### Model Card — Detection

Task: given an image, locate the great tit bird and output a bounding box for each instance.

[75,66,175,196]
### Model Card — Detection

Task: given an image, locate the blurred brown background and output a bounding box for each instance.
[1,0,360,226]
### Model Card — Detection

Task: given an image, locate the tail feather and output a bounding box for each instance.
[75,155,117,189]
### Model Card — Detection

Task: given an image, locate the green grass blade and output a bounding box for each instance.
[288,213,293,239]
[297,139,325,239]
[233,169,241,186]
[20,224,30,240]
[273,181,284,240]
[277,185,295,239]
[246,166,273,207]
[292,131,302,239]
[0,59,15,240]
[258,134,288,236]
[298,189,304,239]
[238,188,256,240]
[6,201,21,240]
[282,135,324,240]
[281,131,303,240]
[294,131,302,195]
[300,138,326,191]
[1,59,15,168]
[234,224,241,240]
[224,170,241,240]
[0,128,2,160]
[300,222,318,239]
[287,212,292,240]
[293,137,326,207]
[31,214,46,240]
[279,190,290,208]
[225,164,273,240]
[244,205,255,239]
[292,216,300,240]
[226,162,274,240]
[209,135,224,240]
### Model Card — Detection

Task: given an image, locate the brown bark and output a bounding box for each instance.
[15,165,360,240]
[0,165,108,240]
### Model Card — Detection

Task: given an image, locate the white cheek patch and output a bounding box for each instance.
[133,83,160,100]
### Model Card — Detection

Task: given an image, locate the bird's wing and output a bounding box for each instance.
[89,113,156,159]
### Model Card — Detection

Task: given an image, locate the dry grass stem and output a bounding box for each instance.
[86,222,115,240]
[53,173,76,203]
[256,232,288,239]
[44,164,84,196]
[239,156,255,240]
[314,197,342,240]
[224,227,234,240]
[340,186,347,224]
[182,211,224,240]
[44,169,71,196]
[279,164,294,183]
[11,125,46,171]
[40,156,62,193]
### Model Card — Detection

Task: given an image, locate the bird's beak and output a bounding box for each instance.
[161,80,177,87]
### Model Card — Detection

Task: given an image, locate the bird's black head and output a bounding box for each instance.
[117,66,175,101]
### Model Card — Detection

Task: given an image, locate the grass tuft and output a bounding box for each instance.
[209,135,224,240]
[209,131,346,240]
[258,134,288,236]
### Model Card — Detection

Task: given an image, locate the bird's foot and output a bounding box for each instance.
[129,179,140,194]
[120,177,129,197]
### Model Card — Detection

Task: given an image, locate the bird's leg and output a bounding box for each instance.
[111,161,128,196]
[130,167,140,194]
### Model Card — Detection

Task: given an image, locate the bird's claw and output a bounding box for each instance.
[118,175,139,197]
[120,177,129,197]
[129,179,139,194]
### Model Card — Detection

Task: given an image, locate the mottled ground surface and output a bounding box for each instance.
---
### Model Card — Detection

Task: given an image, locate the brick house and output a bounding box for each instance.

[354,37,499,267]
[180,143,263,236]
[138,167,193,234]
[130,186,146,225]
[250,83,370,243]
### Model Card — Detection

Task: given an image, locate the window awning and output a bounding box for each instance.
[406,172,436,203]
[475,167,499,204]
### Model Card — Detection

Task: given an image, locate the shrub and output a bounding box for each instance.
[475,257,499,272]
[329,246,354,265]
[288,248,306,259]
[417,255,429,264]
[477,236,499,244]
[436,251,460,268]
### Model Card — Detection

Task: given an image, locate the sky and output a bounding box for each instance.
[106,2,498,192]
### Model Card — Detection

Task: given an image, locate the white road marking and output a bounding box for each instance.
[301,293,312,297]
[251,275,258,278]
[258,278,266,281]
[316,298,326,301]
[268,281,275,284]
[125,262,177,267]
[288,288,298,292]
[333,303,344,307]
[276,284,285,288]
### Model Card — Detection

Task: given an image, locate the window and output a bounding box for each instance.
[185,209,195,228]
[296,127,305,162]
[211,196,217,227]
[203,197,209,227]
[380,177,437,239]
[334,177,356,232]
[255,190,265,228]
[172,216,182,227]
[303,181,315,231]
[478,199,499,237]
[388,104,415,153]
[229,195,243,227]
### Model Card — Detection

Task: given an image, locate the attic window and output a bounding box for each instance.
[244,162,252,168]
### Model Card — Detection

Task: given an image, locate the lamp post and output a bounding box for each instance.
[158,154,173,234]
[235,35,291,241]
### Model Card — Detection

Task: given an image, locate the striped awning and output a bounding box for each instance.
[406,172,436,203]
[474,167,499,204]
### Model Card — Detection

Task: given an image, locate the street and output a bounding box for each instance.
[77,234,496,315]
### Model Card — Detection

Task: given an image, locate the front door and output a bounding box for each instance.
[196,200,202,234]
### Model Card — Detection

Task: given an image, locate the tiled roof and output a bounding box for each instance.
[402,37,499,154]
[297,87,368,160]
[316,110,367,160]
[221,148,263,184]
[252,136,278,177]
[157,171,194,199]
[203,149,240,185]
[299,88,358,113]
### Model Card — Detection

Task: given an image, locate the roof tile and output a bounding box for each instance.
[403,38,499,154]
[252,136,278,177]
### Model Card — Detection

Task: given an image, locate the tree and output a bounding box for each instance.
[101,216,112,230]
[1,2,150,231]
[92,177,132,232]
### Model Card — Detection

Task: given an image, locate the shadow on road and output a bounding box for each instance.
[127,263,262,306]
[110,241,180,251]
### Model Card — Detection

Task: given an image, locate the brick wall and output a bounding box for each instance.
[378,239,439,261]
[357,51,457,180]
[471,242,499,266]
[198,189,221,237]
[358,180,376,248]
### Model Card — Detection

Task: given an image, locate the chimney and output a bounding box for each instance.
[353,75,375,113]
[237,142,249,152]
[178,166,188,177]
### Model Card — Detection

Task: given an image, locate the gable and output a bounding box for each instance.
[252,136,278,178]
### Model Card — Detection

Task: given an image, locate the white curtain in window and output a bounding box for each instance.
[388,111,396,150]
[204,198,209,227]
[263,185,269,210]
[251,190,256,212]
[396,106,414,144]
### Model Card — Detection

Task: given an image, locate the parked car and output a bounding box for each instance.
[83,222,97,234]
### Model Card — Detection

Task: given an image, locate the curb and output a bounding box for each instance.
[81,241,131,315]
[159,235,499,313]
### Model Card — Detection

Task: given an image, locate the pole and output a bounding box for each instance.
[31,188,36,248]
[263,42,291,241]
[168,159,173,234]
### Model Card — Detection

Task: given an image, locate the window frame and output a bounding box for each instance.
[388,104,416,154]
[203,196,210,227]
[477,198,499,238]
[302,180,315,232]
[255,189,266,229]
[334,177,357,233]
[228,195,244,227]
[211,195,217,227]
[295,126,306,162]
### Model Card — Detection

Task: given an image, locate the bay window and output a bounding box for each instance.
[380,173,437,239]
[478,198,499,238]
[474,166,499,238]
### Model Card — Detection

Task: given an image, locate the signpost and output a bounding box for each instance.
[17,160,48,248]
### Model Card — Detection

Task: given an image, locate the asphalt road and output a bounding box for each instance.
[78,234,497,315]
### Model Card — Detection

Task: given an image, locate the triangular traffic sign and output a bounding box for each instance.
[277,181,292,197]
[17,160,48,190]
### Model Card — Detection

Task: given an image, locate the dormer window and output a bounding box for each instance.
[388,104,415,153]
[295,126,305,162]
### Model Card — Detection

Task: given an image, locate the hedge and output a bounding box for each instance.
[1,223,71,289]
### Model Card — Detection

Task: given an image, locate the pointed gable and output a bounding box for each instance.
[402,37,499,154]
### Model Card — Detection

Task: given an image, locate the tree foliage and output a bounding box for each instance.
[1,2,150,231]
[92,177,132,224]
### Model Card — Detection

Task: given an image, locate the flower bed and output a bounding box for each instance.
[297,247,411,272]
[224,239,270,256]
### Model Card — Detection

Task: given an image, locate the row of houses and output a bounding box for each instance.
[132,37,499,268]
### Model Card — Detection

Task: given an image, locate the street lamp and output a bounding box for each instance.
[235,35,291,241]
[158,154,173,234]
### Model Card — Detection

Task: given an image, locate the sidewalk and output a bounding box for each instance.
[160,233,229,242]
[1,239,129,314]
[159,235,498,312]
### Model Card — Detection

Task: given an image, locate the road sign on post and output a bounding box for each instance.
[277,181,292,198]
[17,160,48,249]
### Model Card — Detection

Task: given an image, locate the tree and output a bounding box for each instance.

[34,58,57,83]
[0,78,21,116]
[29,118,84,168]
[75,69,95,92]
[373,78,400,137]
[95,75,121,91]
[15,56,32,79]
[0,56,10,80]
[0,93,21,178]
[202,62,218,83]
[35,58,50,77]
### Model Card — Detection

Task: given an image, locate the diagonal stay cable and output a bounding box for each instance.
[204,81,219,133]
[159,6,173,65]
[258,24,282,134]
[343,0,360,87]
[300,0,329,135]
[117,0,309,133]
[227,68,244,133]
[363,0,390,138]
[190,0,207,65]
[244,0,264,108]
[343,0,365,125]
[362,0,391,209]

PROBLEM TO WORK ON:
Print again the lines of the entries above that fall between the line holding "Task: given an image, locate the bird's leg" and the line holding "Task: given an image, locate the mottled", inclusive, exactly as they stand.

ANSWER TO THIS EXERCISE:
Task: given an image, locate the bird's leg and output a bounding box for each instance.
[111,161,128,196]
[130,167,140,194]
### Model Card — Detection

Task: given an image, locate the bird's claw and output a bounding box for each instance.
[118,175,139,197]
[120,177,129,197]
[129,179,139,194]
### Model Card — Detection

Task: given an image, locate the mottled ground surface and output a bounding box for each instance.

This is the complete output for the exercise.